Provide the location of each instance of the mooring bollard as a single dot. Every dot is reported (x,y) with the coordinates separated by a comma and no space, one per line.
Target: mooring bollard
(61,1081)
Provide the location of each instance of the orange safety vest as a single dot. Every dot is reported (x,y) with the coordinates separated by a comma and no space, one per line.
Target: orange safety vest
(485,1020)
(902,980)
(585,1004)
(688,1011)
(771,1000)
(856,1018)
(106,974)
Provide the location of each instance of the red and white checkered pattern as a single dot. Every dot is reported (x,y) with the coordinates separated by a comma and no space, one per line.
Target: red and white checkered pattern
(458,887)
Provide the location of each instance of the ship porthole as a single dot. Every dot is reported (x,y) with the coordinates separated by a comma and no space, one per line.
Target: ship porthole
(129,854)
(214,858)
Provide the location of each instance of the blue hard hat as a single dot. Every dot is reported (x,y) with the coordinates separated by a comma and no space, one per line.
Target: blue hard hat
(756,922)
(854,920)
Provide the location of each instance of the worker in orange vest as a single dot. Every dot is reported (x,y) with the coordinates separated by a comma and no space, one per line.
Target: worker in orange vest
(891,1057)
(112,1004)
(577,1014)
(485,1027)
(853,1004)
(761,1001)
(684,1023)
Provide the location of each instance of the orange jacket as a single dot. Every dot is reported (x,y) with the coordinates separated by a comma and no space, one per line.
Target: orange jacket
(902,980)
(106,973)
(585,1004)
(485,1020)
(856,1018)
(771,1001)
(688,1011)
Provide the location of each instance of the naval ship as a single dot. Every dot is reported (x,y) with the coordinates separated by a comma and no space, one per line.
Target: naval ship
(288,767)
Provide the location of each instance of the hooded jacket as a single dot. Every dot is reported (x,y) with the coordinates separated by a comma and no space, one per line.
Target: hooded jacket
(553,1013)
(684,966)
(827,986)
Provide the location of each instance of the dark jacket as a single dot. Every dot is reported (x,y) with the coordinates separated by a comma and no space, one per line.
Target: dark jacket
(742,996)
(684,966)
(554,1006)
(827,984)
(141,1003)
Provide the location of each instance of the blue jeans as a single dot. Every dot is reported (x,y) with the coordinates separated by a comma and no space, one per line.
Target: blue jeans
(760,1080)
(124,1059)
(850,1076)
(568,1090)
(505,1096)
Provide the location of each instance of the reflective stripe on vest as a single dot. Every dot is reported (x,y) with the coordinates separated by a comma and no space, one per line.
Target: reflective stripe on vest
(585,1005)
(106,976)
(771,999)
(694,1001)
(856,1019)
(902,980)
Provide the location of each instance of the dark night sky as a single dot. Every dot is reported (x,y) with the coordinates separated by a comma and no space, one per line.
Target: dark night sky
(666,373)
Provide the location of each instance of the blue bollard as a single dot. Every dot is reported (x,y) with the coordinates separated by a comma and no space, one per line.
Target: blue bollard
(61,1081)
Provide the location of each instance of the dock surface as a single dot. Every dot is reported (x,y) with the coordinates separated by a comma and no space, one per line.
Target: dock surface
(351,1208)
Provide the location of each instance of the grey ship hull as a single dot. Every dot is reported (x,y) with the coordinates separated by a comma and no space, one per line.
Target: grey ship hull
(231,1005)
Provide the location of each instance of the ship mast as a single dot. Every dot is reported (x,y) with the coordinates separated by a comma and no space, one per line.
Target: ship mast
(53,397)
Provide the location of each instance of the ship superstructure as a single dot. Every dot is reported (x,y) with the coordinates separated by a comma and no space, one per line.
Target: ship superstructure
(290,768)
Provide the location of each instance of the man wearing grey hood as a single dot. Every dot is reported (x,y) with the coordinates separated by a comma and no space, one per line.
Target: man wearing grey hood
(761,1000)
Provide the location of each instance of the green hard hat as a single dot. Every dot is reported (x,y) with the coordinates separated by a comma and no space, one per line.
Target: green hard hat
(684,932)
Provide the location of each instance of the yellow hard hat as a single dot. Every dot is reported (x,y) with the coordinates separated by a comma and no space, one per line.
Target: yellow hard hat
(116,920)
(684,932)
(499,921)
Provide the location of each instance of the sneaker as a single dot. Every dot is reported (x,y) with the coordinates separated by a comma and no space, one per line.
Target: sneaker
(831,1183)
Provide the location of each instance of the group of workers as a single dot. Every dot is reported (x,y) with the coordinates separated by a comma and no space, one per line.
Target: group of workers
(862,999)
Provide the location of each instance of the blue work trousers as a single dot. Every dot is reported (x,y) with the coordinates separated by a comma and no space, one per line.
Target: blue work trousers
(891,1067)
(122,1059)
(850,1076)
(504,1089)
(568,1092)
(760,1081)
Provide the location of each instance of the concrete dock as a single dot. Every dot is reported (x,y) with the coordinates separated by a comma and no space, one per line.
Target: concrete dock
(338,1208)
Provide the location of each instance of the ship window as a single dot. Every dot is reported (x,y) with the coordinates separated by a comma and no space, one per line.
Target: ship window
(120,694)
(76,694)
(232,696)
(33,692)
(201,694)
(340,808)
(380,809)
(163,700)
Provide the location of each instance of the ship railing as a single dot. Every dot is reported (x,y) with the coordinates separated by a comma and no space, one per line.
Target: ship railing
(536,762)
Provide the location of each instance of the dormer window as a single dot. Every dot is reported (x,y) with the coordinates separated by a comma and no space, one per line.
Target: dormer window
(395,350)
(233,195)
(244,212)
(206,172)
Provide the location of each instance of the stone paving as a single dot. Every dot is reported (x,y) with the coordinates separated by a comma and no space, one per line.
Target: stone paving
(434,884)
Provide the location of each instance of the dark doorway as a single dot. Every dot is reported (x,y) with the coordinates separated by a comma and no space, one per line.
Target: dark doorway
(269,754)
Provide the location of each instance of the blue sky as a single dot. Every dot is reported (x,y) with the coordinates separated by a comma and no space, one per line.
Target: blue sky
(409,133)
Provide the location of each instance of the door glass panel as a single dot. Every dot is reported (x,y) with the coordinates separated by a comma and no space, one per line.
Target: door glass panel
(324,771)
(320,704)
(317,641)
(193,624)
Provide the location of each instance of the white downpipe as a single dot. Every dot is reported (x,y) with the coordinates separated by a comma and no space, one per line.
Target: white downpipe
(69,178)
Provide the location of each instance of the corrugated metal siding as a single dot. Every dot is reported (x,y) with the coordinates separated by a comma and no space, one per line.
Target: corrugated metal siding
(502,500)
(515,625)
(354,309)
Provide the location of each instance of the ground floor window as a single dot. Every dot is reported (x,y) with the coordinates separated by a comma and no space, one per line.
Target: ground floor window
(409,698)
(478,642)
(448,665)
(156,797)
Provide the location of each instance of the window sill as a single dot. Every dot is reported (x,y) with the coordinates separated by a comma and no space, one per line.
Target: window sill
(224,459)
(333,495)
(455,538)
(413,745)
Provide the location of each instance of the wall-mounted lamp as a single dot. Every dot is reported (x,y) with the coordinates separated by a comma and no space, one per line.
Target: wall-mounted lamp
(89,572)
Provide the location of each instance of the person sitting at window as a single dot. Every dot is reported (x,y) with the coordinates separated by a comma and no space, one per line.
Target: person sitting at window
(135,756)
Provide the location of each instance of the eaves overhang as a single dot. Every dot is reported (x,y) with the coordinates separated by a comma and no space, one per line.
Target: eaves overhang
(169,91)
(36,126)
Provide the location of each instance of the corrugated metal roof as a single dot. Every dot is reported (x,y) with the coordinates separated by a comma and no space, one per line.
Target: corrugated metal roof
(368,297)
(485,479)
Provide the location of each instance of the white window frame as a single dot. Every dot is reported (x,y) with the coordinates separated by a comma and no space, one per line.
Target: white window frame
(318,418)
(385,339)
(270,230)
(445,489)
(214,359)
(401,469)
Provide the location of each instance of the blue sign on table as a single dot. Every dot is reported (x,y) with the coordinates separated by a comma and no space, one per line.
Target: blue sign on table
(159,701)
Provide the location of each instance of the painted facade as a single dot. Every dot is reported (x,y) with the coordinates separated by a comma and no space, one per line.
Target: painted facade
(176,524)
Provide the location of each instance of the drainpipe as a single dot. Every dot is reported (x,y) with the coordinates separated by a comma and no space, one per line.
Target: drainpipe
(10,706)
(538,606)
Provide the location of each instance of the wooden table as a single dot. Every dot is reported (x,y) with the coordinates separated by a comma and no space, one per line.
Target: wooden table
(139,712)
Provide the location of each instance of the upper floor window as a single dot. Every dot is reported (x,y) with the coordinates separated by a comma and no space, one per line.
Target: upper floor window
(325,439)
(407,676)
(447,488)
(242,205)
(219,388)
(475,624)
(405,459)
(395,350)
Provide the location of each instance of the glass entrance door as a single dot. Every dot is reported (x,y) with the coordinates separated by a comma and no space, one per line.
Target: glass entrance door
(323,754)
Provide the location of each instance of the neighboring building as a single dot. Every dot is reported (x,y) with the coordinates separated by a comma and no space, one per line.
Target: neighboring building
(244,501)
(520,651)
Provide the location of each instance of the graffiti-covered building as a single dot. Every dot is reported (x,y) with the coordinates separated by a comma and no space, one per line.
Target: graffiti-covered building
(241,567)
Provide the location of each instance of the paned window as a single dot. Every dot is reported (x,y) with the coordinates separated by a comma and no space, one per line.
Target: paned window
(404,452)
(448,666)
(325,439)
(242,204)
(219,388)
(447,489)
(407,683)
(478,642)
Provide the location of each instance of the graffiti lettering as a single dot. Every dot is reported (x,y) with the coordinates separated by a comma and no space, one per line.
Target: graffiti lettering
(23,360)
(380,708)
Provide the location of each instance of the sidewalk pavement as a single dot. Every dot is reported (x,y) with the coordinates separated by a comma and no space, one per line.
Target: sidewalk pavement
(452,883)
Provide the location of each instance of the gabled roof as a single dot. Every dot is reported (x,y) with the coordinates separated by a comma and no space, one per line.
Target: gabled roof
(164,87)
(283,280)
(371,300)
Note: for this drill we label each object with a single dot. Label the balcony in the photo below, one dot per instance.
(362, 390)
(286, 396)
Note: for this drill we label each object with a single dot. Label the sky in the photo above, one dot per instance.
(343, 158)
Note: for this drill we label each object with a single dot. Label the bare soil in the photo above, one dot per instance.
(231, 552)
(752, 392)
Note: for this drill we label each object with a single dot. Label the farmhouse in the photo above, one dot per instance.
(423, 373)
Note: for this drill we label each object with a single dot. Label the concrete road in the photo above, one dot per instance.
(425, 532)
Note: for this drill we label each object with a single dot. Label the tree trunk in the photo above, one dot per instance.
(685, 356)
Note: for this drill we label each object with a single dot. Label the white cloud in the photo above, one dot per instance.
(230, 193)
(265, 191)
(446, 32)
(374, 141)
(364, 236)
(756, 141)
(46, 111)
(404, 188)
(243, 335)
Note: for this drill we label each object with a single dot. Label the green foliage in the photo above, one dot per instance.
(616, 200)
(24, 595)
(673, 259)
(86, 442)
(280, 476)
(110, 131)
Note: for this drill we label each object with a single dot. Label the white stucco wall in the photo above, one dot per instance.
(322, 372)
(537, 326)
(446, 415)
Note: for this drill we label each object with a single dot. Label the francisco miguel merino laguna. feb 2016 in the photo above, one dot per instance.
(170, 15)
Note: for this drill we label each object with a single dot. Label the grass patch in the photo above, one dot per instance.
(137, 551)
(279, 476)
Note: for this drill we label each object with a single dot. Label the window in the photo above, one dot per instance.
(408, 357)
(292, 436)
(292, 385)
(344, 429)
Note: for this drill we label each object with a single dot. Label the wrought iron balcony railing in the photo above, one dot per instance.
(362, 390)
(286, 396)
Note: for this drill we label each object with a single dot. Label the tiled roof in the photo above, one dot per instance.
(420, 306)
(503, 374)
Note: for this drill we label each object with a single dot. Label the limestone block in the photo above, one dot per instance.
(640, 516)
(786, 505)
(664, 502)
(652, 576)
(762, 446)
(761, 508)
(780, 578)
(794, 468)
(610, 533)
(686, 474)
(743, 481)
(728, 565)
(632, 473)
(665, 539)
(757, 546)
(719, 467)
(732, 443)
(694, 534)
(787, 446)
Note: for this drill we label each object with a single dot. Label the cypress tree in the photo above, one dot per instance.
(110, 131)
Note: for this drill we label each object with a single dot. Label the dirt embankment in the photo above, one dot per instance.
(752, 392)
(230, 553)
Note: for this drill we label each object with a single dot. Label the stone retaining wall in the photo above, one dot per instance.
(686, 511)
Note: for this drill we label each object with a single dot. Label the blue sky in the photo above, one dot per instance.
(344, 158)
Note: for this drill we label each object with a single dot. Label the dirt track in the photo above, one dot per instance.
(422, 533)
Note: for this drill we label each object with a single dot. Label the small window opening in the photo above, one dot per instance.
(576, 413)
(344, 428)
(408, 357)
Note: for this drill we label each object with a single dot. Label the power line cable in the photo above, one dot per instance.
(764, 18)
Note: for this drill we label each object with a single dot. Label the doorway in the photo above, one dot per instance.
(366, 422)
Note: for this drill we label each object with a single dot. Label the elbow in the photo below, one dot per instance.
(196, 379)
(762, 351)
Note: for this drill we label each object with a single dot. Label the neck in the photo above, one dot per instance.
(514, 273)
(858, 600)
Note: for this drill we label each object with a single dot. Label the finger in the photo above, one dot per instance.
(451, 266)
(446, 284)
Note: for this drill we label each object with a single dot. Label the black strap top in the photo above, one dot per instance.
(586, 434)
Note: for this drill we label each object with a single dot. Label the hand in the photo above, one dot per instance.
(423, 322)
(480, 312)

• • • • • • •

## [Set task]
Can you recast the records as a Markdown table with the columns Row and Line, starting with the line that contains "Label the black" and going on through the end of the records, with one numbered row per line and blank lines left out?

## [Answer to this problem]
| Row | Line |
|---|---|
| 1 | Note: for this drill we label each object with a single dot. Label the black strap top in the photo above, one dot per instance. |
| 2 | (586, 434) |
| 3 | Note: for this drill we label each object with a single dot. Label the hand in the photo above, one dot per instance. |
| 4 | (423, 322) |
| 5 | (480, 312) |